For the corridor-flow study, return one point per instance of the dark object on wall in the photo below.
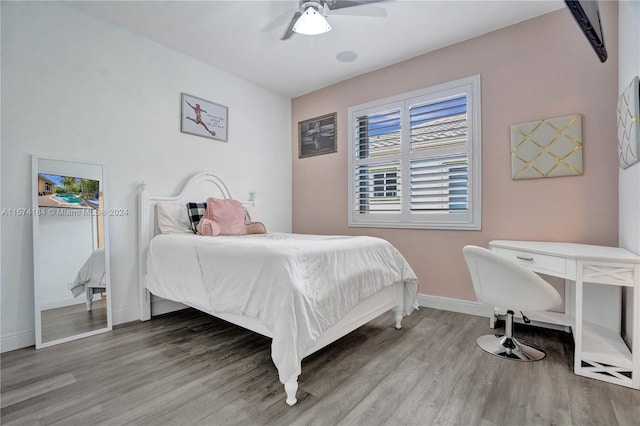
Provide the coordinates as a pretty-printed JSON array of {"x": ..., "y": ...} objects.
[{"x": 587, "y": 16}]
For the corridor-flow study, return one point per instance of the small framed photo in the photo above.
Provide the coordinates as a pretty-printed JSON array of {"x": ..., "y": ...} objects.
[
  {"x": 317, "y": 136},
  {"x": 203, "y": 118}
]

_ _ _ _ _ _ _

## What is required
Copy the whole listing above without the pictures, and add 20 to every x and y coordinate in its answers.

## Result
For the corridor-flow study, return one point per instance of the dark object on wall in the photo below.
Provide the coordinates as a pretty-printed JSON array of {"x": ..., "y": ...} objects.
[{"x": 607, "y": 36}]
For the corridor-flow study, return one point per instance of the small framed photo in the photo above.
Provide the coordinates as a pretty-printed JSON array of {"x": ..., "y": ...} objects.
[
  {"x": 337, "y": 156},
  {"x": 223, "y": 138}
]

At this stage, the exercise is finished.